#### [Given instruction]
Rewrite the data from the line containing "the bicycle wheel" up to and including the final line, substituting "greatly appreciated" for every "most helpful" and leaving all else unchanged.

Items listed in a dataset
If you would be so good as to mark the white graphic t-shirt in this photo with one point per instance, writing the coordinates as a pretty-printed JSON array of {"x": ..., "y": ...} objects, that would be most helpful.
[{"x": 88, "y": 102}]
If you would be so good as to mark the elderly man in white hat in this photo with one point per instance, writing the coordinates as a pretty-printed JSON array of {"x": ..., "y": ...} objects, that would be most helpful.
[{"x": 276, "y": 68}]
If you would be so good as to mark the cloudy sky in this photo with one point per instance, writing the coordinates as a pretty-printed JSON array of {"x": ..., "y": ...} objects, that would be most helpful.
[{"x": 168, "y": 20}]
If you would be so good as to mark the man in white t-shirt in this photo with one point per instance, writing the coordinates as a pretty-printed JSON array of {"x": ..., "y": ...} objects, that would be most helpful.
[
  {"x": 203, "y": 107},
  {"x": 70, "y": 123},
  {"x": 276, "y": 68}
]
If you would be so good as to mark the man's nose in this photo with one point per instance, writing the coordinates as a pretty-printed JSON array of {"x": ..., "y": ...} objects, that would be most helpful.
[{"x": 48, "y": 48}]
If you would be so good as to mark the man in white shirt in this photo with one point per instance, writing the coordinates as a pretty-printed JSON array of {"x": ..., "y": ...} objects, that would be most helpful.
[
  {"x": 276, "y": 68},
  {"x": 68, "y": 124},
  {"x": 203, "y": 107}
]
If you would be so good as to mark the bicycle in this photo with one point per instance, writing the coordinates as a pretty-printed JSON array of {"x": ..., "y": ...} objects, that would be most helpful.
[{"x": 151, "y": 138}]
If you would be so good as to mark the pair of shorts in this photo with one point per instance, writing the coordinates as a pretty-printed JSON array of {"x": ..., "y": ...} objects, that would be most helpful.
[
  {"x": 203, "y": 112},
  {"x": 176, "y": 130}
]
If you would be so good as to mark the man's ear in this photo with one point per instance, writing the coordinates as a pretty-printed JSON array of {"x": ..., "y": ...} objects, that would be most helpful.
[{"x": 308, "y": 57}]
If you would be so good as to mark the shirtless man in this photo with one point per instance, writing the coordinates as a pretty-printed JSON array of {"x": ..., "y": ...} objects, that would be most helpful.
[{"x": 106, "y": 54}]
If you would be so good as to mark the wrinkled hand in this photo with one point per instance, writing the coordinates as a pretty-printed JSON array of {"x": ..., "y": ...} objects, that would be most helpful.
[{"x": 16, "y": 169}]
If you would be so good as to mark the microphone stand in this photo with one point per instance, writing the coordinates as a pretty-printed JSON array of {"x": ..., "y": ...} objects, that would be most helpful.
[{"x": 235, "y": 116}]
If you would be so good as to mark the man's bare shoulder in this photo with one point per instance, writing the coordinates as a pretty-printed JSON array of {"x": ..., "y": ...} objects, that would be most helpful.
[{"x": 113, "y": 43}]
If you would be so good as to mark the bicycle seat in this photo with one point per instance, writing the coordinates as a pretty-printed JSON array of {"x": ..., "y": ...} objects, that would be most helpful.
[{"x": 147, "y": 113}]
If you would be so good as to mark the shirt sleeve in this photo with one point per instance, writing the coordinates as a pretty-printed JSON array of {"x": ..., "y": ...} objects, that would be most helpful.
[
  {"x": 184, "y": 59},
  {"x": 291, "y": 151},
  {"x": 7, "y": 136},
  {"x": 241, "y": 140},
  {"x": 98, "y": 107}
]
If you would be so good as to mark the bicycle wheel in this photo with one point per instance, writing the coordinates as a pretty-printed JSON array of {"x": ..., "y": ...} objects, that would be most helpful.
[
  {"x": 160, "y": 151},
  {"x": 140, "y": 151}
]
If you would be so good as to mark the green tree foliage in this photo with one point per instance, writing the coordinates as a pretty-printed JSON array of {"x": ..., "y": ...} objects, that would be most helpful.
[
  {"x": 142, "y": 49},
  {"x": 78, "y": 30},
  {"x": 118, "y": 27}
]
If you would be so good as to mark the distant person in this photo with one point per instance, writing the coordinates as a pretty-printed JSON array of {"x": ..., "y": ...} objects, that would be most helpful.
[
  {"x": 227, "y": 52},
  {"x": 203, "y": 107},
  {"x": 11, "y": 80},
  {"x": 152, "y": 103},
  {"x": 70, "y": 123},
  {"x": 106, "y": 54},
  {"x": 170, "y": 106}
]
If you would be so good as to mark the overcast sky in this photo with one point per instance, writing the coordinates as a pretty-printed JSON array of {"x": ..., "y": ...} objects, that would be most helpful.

#### [Solution for this problem]
If you would be so good as to mark the bicycle wheel in this photo with one point per instance, writing the coordinates as a pretty-printed JSON array of {"x": ..., "y": ...} objects, that would be greatly appreciated.
[
  {"x": 160, "y": 151},
  {"x": 140, "y": 151}
]
If you would be so good as to mark the green tree foliage in this photo with one point per instance, writing the coordinates as a pretty-printed JSON array of {"x": ..., "y": ...} objects, that would be greatly appreciated.
[
  {"x": 142, "y": 49},
  {"x": 78, "y": 30},
  {"x": 118, "y": 27}
]
If you would be so good as to mark the distant person in this photo with one point per instance, writing the coordinates as a pretty-printed JSON array of {"x": ..., "y": ...} objects, that would be greatly appreciated.
[
  {"x": 227, "y": 52},
  {"x": 203, "y": 107},
  {"x": 11, "y": 80},
  {"x": 152, "y": 103},
  {"x": 70, "y": 123},
  {"x": 106, "y": 54},
  {"x": 170, "y": 106}
]
If you would be so good as to mark the overcast sky in this photo with one point per instance, writing the coordinates as a pretty-printed JSON array of {"x": ..., "y": ...} objects, that would be greatly appreciated.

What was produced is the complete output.